Project sponsor(s): Sonam Mandal and Jason Sun

Resources:
- Amar's Thesis:
  http://www.fsl.cs.sunysb.edu/docs/mudrankit-msthesis/mudrankit-msthesis.pdf
- Muthitacharoen, Athicha, Benjie Chen, and David Mazieres. "A low-bandwidth
  network file system." ACM SIGOPS Operating Systems Review. Vol. 35. No. 5.
  ACM, 2001.
- linux/Documentation/device-mapper/*.txt
- Dmdedup: Device Mapper Target for Data Deduplication
  https://www.kernel.org/doc/mirror/ols2014.pdf
- http://git.fsl.cs.sunysb.edu/?p=linux-dmdedup.git;a=shortlog;h=refs/heads/dm-dedup-devel

The Device Mapper (DM) layer in Linux allows one to create stackable block
devices or "targets" in Linux's terminology.  Targets often need to maintain
persistent data structures describing the current state of a device.  A
special subsystem called "Persistent data" was created in Linux so that
different targets could reuse it when they need to consistently store their
on-disk data structures.  We have implemented a dedup device mapper called
dmdedup, the code for which is publicly available, and we also publish a
paper on this.

(2a) User-level dmdedup integrity checker and fixer

Dmdedup includes a collection of data and metadata in various data
structures on disk.  The code runs in the kernel.  Implement user-level
tools to scan the dmdedup on-disk structures and verify their integrity:
these tools are similar to how "fsck" can scan and fix a file system such as
ext4 (but dmdedup-fsck would be much easier to develop).  The tools should
first scan and report errors.  In the 2nd stage, they should try and fix any
errors that can be fixed.

* [Set task A]: In the rows, reproduce the part that opens with the line containing "Question. Indicate each instance of the flock" and runs through the end of the rows, switching "marker" to "pin" and leaving everything else unchanged.

* [Data provided]:
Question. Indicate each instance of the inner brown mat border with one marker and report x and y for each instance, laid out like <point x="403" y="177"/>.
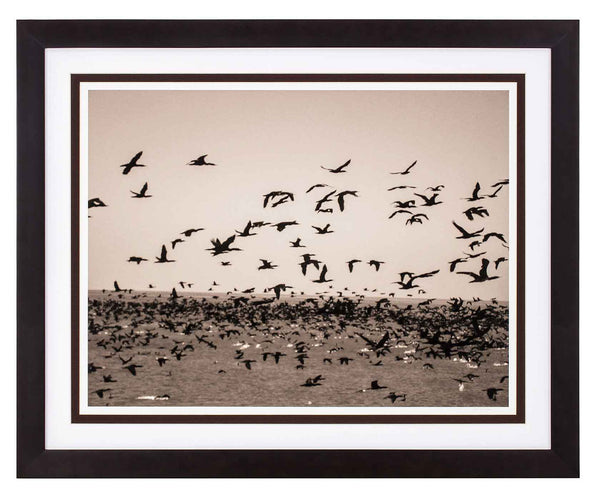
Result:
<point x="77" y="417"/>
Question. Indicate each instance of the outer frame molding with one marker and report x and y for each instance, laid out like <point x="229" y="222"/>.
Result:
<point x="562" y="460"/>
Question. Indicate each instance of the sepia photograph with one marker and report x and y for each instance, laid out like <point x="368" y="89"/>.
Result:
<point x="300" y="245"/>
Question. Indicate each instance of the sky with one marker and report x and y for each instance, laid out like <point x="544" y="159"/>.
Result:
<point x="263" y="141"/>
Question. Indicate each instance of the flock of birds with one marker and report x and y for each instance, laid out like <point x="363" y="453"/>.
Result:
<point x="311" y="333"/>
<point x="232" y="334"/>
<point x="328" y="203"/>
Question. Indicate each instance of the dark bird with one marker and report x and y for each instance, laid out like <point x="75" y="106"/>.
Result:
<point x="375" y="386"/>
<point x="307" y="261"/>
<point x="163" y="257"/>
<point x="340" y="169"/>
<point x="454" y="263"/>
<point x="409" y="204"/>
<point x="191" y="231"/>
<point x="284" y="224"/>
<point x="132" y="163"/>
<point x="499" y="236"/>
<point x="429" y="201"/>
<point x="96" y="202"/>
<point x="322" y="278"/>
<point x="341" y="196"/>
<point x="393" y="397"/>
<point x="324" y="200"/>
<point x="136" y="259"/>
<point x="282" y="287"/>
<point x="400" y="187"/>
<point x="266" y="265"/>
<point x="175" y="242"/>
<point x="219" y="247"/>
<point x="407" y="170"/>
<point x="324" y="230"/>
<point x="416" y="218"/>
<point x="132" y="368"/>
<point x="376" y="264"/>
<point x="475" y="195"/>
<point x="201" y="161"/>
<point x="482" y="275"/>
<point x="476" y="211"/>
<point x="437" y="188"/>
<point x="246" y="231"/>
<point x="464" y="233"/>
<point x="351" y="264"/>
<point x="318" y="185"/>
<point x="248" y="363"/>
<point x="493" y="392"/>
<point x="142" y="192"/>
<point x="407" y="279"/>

* [Set task B]: Translate this sentence from the dmdedup project page into Spanish: "The tools should first scan and report errors."

* [Problem solution A]:
Question. Indicate each instance of the flock of birds with one pin and report x and y for each instance, laid out like <point x="363" y="453"/>.
Result:
<point x="311" y="333"/>
<point x="232" y="334"/>
<point x="328" y="203"/>
Question. Indicate each instance of the dark bird with one pin and report x and y for each instance, laid out like <point x="75" y="106"/>.
Result:
<point x="375" y="386"/>
<point x="307" y="261"/>
<point x="163" y="257"/>
<point x="340" y="169"/>
<point x="454" y="263"/>
<point x="409" y="204"/>
<point x="191" y="231"/>
<point x="284" y="224"/>
<point x="132" y="163"/>
<point x="499" y="236"/>
<point x="429" y="201"/>
<point x="96" y="202"/>
<point x="322" y="278"/>
<point x="341" y="196"/>
<point x="393" y="397"/>
<point x="324" y="200"/>
<point x="136" y="259"/>
<point x="282" y="287"/>
<point x="400" y="187"/>
<point x="266" y="265"/>
<point x="175" y="242"/>
<point x="219" y="247"/>
<point x="407" y="170"/>
<point x="324" y="230"/>
<point x="416" y="218"/>
<point x="132" y="368"/>
<point x="376" y="264"/>
<point x="475" y="195"/>
<point x="201" y="161"/>
<point x="482" y="275"/>
<point x="476" y="211"/>
<point x="437" y="188"/>
<point x="246" y="231"/>
<point x="464" y="233"/>
<point x="351" y="264"/>
<point x="318" y="185"/>
<point x="248" y="363"/>
<point x="493" y="392"/>
<point x="142" y="192"/>
<point x="407" y="279"/>

* [Problem solution B]: Las herramientas deberían primero escanear e informar de los errores.